§ **TASK TO CARRY OUT**
Please set down exactly the lines of the listing below from the line containing "Query: long flowing tail" through the line containing "Query: sandy ground", both lines included, leaving out all other lines.

Segment Start: INFORMATION GIVEN

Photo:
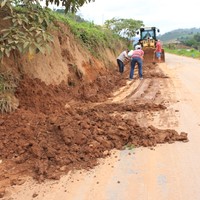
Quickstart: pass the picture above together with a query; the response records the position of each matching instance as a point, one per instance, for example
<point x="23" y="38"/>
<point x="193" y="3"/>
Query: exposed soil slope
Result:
<point x="57" y="128"/>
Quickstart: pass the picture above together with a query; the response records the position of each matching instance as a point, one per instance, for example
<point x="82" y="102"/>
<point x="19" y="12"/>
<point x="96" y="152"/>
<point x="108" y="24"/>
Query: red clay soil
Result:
<point x="60" y="128"/>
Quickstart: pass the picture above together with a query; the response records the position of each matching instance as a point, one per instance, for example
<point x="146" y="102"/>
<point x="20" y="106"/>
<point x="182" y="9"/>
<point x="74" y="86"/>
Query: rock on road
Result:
<point x="168" y="171"/>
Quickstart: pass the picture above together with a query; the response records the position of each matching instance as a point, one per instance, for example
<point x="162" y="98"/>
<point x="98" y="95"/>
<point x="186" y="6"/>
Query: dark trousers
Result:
<point x="133" y="63"/>
<point x="120" y="65"/>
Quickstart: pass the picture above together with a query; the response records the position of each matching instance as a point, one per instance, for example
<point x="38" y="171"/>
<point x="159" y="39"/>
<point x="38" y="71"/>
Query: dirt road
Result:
<point x="168" y="171"/>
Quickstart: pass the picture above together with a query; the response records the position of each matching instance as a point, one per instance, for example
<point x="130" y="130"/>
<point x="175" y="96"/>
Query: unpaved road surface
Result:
<point x="167" y="171"/>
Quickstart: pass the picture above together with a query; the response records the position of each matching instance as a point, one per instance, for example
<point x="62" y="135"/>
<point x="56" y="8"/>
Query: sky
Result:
<point x="166" y="15"/>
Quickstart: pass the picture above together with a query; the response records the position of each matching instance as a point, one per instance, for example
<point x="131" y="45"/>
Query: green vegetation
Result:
<point x="183" y="52"/>
<point x="70" y="5"/>
<point x="126" y="28"/>
<point x="28" y="30"/>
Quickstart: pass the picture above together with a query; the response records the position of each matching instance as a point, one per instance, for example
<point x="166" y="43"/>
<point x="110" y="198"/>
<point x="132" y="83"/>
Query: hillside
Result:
<point x="176" y="35"/>
<point x="63" y="118"/>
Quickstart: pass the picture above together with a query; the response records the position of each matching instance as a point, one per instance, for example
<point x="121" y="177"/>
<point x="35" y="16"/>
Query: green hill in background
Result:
<point x="179" y="35"/>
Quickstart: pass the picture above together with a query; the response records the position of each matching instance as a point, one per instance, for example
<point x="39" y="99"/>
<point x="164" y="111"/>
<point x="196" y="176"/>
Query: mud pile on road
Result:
<point x="59" y="128"/>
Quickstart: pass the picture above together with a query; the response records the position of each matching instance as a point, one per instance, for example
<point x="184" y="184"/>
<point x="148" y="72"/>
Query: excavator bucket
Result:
<point x="150" y="56"/>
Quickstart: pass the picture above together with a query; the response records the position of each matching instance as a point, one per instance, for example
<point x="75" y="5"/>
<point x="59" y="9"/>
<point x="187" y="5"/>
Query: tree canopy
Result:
<point x="124" y="27"/>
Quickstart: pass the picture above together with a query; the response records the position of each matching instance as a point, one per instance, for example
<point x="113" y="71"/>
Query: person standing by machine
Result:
<point x="122" y="59"/>
<point x="158" y="50"/>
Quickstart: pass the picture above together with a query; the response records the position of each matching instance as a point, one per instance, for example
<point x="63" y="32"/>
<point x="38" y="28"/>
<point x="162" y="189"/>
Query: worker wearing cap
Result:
<point x="136" y="58"/>
<point x="122" y="59"/>
<point x="158" y="50"/>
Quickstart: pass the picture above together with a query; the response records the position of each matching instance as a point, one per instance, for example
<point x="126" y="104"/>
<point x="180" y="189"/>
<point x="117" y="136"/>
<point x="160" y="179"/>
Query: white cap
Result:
<point x="138" y="47"/>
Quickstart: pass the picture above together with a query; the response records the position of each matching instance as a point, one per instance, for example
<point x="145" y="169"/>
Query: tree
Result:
<point x="70" y="5"/>
<point x="126" y="28"/>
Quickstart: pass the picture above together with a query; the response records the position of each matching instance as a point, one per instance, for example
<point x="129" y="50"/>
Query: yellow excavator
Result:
<point x="148" y="39"/>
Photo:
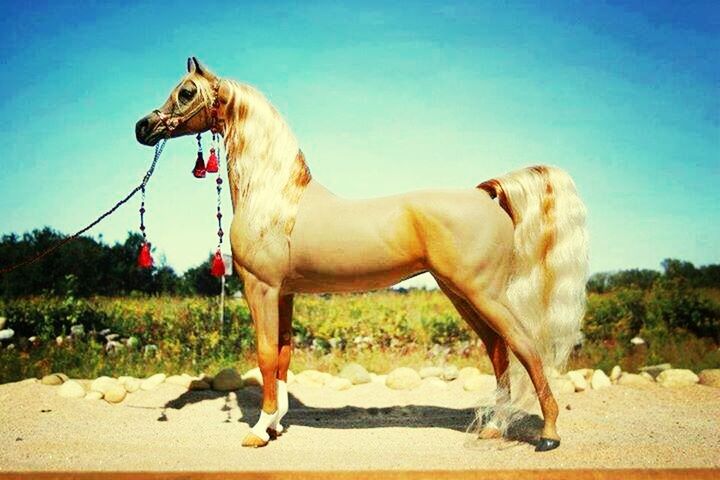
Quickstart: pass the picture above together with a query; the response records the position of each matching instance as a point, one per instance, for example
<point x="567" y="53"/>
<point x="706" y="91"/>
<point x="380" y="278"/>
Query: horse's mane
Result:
<point x="266" y="169"/>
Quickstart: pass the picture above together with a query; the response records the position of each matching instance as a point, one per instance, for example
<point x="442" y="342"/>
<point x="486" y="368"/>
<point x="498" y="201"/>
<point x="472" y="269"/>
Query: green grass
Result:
<point x="380" y="330"/>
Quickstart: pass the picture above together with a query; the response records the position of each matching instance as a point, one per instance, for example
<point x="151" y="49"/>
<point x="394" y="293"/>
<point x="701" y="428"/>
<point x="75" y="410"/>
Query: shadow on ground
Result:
<point x="525" y="429"/>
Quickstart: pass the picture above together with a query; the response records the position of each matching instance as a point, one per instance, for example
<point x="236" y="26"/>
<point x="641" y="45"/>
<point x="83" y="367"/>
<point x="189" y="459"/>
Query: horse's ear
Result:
<point x="194" y="65"/>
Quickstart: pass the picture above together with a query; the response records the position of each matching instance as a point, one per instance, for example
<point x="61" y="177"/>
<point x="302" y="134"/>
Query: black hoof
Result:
<point x="546" y="444"/>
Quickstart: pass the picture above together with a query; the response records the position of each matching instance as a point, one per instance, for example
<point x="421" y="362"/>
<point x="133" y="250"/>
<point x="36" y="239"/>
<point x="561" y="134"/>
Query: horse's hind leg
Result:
<point x="502" y="320"/>
<point x="497" y="351"/>
<point x="285" y="309"/>
<point x="263" y="301"/>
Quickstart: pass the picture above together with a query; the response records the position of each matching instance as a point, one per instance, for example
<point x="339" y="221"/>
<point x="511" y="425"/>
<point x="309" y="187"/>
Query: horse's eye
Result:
<point x="186" y="94"/>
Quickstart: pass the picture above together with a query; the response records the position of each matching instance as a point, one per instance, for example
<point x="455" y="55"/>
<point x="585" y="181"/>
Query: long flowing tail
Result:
<point x="546" y="290"/>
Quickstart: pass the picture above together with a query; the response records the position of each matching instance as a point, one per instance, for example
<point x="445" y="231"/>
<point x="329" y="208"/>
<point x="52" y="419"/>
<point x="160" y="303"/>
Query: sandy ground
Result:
<point x="366" y="427"/>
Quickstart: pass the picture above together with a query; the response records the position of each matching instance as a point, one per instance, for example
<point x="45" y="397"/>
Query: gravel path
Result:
<point x="366" y="427"/>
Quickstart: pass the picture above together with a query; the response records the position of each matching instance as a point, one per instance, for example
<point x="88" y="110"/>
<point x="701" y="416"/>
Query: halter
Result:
<point x="171" y="123"/>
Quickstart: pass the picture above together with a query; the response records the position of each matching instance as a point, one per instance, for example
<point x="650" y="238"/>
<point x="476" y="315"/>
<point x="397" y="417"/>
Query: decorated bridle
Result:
<point x="171" y="123"/>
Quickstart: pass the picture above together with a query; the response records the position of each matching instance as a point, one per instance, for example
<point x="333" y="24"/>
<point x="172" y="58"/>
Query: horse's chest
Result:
<point x="259" y="249"/>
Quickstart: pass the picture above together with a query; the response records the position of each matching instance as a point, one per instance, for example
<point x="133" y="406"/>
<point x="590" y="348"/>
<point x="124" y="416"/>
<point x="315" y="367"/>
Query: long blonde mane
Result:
<point x="266" y="169"/>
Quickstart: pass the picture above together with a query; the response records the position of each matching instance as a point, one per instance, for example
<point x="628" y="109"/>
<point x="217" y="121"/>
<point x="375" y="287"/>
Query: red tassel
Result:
<point x="144" y="258"/>
<point x="199" y="170"/>
<point x="218" y="266"/>
<point x="212" y="162"/>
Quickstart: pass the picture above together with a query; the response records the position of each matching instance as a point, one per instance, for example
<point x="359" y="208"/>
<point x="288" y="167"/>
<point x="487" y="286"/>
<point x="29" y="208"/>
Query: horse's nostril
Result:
<point x="142" y="126"/>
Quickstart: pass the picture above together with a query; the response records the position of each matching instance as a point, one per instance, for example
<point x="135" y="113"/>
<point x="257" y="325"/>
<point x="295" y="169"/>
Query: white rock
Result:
<point x="93" y="396"/>
<point x="434" y="383"/>
<point x="468" y="372"/>
<point x="253" y="377"/>
<point x="648" y="376"/>
<point x="54" y="379"/>
<point x="338" y="383"/>
<point x="578" y="380"/>
<point x="710" y="377"/>
<point x="480" y="382"/>
<point x="356" y="373"/>
<point x="71" y="389"/>
<point x="561" y="385"/>
<point x="115" y="394"/>
<point x="227" y="380"/>
<point x="450" y="373"/>
<point x="427" y="372"/>
<point x="599" y="380"/>
<point x="132" y="385"/>
<point x="152" y="382"/>
<point x="200" y="384"/>
<point x="677" y="377"/>
<point x="403" y="378"/>
<point x="635" y="380"/>
<point x="585" y="372"/>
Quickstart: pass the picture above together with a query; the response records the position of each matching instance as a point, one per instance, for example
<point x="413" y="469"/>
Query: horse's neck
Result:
<point x="267" y="175"/>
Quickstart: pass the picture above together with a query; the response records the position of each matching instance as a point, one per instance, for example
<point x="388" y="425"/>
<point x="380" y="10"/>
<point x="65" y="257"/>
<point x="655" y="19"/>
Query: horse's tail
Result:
<point x="546" y="289"/>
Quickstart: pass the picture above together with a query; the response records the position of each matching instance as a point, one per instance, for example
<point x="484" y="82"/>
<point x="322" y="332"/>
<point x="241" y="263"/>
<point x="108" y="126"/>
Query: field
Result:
<point x="89" y="337"/>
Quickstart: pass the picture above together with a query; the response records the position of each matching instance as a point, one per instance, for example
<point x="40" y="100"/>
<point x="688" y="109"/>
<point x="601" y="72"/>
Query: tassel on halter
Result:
<point x="199" y="170"/>
<point x="218" y="265"/>
<point x="217" y="268"/>
<point x="144" y="258"/>
<point x="212" y="166"/>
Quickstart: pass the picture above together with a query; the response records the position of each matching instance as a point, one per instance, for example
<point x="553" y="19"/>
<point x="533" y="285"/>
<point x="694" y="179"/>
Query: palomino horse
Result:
<point x="510" y="254"/>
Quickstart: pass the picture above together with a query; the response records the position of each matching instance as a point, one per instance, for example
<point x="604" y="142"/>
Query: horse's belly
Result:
<point x="346" y="251"/>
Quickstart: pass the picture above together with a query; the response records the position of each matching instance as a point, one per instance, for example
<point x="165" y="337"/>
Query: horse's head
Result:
<point x="188" y="109"/>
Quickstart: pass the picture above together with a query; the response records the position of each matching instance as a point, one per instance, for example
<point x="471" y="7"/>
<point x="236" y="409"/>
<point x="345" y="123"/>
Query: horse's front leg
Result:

Segment End: INFORMATION GIVEN

§ **RESULT**
Query: long flowing tail
Result:
<point x="546" y="290"/>
Quickstart: pass the picture above together with a query; the response records the position of each matching instance as a point, one per instance, for example
<point x="445" y="231"/>
<point x="329" y="208"/>
<point x="52" y="419"/>
<point x="160" y="303"/>
Query: sandy ground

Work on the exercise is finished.